[Exercise task] In the data below, count the lines that contain the word "dark", treating matches as case-sensitive, and give only that number.

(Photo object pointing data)
## BEGIN

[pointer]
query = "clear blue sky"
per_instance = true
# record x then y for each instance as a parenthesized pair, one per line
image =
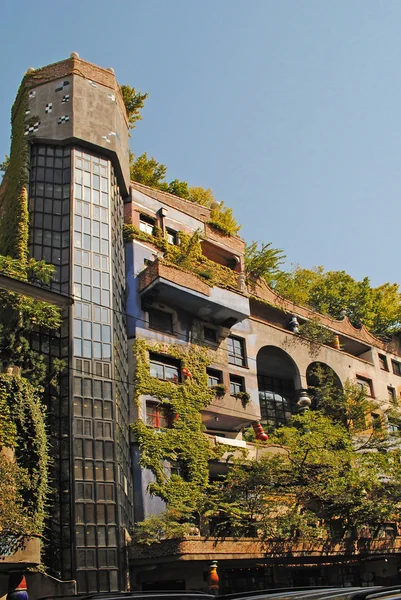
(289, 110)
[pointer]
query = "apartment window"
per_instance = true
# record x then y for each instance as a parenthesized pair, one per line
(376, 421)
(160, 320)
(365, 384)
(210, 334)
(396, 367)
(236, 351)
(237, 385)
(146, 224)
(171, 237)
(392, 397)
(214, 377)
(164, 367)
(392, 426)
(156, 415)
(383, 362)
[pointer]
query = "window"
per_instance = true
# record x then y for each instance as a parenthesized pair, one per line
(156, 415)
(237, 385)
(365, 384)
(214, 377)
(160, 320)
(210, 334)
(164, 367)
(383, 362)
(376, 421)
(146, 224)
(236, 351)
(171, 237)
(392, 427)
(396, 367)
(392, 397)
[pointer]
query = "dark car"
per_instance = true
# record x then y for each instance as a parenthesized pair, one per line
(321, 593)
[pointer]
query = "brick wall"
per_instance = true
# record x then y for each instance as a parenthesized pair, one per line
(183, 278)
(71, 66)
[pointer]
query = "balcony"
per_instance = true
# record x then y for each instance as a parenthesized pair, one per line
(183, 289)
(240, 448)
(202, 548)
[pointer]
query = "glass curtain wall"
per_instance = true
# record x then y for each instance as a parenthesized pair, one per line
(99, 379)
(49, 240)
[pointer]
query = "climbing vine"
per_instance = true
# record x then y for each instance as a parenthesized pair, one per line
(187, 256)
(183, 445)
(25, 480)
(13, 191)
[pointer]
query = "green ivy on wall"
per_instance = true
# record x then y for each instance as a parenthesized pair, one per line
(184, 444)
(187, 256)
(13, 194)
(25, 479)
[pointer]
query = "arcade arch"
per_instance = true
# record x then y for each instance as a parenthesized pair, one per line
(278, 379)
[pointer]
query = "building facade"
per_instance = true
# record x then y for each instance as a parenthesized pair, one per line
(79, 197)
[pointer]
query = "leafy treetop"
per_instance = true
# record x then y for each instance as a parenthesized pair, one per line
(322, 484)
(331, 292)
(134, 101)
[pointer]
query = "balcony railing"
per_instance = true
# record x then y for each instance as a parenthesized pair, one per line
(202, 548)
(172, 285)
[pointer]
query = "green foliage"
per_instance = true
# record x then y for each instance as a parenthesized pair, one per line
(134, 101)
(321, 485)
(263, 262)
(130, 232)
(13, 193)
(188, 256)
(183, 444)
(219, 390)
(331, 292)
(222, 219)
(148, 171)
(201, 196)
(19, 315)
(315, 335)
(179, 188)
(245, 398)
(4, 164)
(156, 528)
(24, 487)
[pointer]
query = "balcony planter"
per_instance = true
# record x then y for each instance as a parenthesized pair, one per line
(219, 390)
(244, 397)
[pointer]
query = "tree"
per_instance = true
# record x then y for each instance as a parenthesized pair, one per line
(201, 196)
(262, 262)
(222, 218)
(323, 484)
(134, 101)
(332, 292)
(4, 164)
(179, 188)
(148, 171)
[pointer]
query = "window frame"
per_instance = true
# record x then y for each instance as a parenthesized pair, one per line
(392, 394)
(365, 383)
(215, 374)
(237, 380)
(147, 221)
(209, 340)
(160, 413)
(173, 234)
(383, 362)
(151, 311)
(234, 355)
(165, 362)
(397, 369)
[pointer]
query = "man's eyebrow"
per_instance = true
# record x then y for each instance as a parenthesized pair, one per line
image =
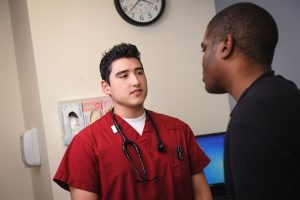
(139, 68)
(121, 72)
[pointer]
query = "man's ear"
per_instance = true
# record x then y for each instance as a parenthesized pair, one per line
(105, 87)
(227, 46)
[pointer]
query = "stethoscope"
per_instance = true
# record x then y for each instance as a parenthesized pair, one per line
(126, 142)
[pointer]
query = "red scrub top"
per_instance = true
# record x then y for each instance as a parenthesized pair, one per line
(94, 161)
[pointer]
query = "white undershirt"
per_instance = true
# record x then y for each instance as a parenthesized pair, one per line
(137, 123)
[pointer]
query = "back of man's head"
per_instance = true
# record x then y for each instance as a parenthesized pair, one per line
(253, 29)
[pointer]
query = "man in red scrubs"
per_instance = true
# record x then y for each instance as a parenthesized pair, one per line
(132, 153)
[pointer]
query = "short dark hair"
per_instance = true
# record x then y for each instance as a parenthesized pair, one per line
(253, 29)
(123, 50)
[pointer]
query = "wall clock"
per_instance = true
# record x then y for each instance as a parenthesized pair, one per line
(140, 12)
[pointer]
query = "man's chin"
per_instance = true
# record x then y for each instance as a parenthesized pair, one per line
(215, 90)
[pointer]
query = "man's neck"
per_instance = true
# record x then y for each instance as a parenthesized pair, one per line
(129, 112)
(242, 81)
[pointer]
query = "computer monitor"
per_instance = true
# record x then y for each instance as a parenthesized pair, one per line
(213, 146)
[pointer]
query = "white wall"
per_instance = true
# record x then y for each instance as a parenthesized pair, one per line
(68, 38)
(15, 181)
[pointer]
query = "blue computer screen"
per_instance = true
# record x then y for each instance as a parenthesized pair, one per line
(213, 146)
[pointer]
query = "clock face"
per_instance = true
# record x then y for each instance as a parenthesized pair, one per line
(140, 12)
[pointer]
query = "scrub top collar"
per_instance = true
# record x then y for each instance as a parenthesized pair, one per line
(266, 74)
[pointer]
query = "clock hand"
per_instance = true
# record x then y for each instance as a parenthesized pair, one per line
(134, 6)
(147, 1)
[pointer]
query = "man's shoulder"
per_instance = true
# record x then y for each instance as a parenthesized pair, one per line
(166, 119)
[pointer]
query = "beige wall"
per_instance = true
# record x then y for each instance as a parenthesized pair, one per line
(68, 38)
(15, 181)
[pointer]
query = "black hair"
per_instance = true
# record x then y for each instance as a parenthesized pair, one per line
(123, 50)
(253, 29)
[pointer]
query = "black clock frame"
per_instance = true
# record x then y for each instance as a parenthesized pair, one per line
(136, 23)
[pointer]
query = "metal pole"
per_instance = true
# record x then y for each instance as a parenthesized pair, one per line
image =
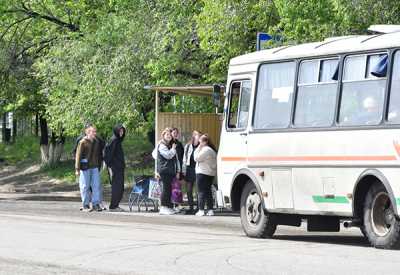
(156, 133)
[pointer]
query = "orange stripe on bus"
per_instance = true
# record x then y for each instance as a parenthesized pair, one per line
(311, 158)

## END

[Result of this task] 2